:: REQUIRED TASKS ::
1. In the article on Obama's immigration executive action, who wrote the Office of Legal Counsel opinion?
2. Print the part of the article on Obama's immigration executive action that opens with the words containing "Carolyn Kaster/AP" and closes with "should not do.".
3. Proceed with the article on Obama's immigration executive action from where it stops.
Start of SELECTED EXCERPT
Did Obama have authority for immigration action? Justice memo raises questions.
Did the Office of Legal Counsel tell the president Wednesday he couldn’t do what he did on Thursday? That question hangs over Obama's executive action.
Carolyn Kaster/AP
The secretary of Homeland Security and the counsel to the president (OLC) directed the Justice Department to investigate whether the president had the authority to take contemplated actions with regard to illegal immigrants via executive order. In a letter dated Nov. 19, they found he did not. On Nov. 20, he did it anyway.
Josh Gerson for Politico ("White House releases immigration legal opinion"):
The most interesting aspect of the legal advice President Barack Obama got on the immigration executive action he announced Thursday night may be what lawyers told the president he could not or should not do.
A 33-page Justice Department legal opinion made public just hours before Obama spoke concluded that he doesn’t have the legal authority to offer broad deportation relief to parents of so-called Dreamers – people who came to the U.S. illegally as children and won a reprieve from deportation in a program known as DACA that Obama created in 2012.
“As it has been described to us, the proposed deferred action program for parents of DACA recipients would not be a permissible exercise of enforcement discretion,” Justice Department attorney Karl Thompson wrote in the Office of Legal Counsel opinion.
End of SELECTED EXCERPT
Start of MATERIAL PROVIDED
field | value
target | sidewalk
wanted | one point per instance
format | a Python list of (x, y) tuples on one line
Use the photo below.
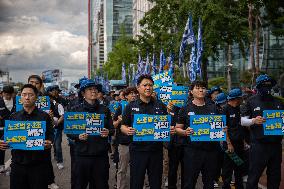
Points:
[(263, 179)]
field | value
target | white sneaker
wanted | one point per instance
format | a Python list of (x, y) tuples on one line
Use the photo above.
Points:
[(53, 186), (245, 178), (166, 182), (2, 168), (60, 166), (216, 185)]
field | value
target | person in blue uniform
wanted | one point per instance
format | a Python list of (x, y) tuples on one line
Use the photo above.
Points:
[(198, 156), (265, 150), (144, 156), (235, 140), (7, 107), (91, 164), (123, 141), (29, 168)]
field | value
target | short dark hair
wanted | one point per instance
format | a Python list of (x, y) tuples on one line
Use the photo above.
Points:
[(30, 86), (129, 90), (197, 83), (144, 76), (8, 89), (35, 77), (121, 91)]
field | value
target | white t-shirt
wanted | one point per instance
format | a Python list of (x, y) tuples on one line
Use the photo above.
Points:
[(9, 104)]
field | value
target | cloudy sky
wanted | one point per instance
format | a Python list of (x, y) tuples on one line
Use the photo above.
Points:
[(38, 35)]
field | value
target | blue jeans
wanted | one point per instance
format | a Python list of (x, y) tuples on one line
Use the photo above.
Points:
[(57, 145)]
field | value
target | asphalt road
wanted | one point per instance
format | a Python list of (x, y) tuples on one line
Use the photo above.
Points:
[(62, 177)]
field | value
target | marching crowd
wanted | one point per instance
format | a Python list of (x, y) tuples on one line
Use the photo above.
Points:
[(162, 162)]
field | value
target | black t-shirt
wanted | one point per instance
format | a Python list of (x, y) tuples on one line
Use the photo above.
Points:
[(184, 118), (122, 138), (95, 145), (29, 157), (154, 107), (253, 108), (233, 118)]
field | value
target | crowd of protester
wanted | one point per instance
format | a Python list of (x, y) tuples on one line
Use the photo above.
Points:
[(174, 164)]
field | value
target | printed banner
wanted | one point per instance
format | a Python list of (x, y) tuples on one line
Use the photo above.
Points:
[(177, 95), (113, 107), (83, 122), (165, 78), (25, 135), (274, 124), (123, 104), (208, 127), (43, 103), (151, 127)]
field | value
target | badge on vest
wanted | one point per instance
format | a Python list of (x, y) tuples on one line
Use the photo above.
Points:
[(191, 113), (256, 109), (135, 109)]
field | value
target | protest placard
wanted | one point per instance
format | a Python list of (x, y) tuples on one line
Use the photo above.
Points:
[(43, 103), (274, 122), (208, 127), (151, 127), (83, 122), (25, 135)]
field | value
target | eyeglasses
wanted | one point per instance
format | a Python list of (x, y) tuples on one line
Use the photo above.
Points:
[(28, 94), (147, 84), (92, 89)]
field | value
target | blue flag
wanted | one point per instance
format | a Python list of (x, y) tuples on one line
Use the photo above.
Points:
[(133, 75), (123, 72), (162, 61), (154, 68), (187, 38), (147, 69), (171, 63), (192, 64), (199, 48)]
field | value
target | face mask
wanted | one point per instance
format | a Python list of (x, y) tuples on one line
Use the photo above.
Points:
[(264, 90)]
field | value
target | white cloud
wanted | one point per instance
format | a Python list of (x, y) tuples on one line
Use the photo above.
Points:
[(37, 35)]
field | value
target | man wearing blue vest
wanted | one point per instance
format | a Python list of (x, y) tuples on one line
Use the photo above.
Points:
[(265, 150)]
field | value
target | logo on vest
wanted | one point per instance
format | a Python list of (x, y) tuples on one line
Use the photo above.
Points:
[(135, 109), (256, 109)]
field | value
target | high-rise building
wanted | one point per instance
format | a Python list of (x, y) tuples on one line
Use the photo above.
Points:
[(111, 15), (271, 59), (140, 7)]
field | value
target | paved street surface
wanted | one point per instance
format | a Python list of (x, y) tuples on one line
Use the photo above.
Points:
[(62, 177)]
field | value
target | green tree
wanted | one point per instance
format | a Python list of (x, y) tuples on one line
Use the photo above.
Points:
[(124, 51), (164, 26)]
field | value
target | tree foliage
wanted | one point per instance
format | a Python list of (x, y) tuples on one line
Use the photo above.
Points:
[(124, 51)]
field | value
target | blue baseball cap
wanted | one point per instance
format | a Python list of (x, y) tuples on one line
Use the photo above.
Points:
[(264, 78), (221, 98), (213, 89), (89, 83), (235, 93), (49, 89), (80, 81)]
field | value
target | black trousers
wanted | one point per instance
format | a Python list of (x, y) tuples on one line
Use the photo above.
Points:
[(265, 155), (2, 152), (2, 157), (220, 162), (175, 154), (28, 176), (91, 170), (196, 161), (142, 161), (229, 166), (72, 159), (50, 172)]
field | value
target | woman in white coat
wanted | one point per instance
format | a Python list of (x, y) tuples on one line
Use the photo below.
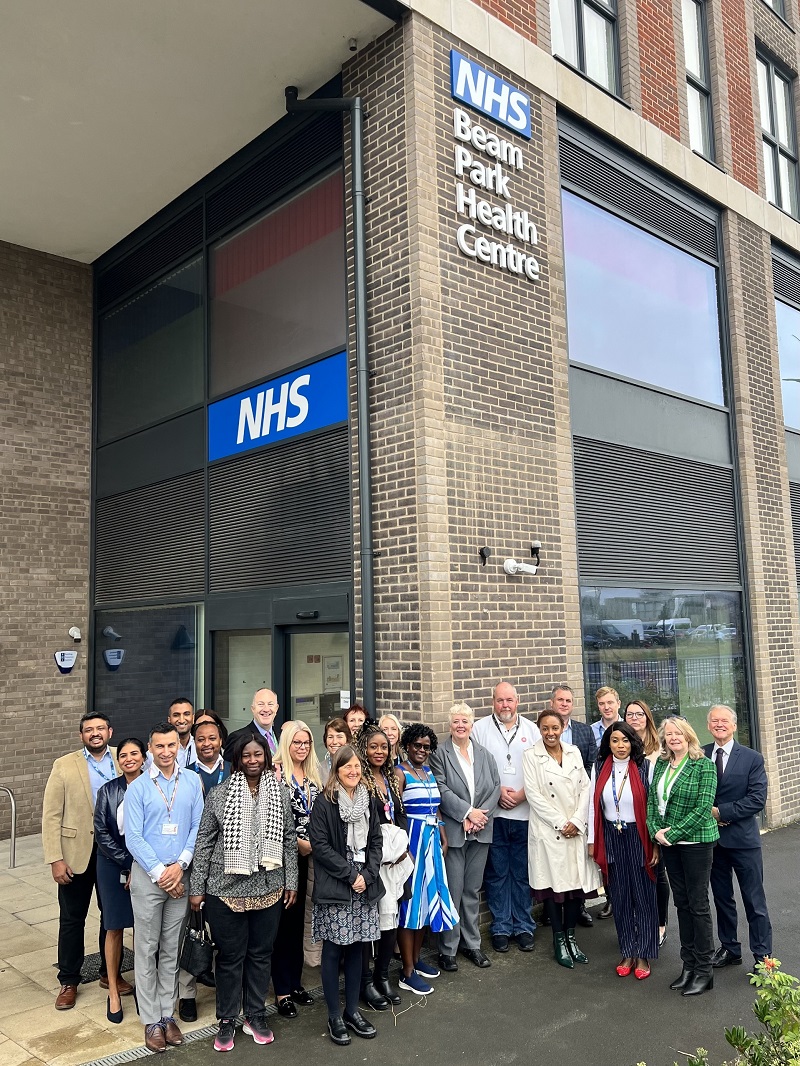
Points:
[(561, 873)]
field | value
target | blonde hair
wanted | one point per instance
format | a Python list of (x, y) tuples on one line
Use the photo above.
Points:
[(696, 752), (458, 709), (309, 764)]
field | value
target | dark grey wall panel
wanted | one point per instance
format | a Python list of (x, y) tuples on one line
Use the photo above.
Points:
[(156, 454), (606, 408), (150, 543), (654, 518), (282, 515)]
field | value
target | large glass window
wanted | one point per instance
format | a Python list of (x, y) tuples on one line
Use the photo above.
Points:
[(585, 34), (639, 307), (680, 650), (779, 138), (278, 289), (150, 354), (788, 350)]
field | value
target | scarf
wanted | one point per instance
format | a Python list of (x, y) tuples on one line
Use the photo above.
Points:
[(252, 833), (355, 814), (640, 812)]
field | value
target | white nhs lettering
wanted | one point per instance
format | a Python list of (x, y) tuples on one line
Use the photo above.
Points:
End of MATERIAL PROVIDED
:: PER-TASK ANSWERS ::
1. Justice Department attorney Karl Thompson.

2.
Carolyn Kaster/AP
The secretary of Homeland Security and the counsel to the president (OLC) directed the Justice Department to investigate whether the president had the authority to take contemplated actions with regard to illegal immigrants via executive order. In a letter dated Nov. 19, they found he did not. On Nov. 20, he did it anyway.
Josh Gerson for Politico ("White House releases immigration legal opinion"):
The most interesting aspect of the legal advice President Barack Obama got on the immigration executive action he announced Thursday night may be what lawyers told the president he could not or should not do.

3.
The opinion also reveals, in a footnote, that Justice Department lawyers informally raised concerns about Obama’s initial 2012 DACA program before it was enacted.
Thompson’s legal memo about the new immigration initiatives warns the president against straying into areas untethered to policies or priorities Congress has set through legislation. “The Executive cannot, under the guides of exercising enforcement discretion, attempt to effectively rewrite the laws to match its policy preferences,” Thompson wrote. “An agency’s enforcement decisions should be consonant with, rather than contrary to, the congressional policy underlying the statutes the agency is charged with administering.”
A senior administration official said Thursday lawyers concluded that actions like protection for parents of dreamers were “not legally available” to the president, largely because it would be building one set of executive actions upon another.
On the one hand, kudos to the administration for promptly releasing the memo. The norm in situations where OLC presents adverse findings is to bury said findings for as long as possible. Releasing the full memo so quickly is the height of transparency and truly laudable.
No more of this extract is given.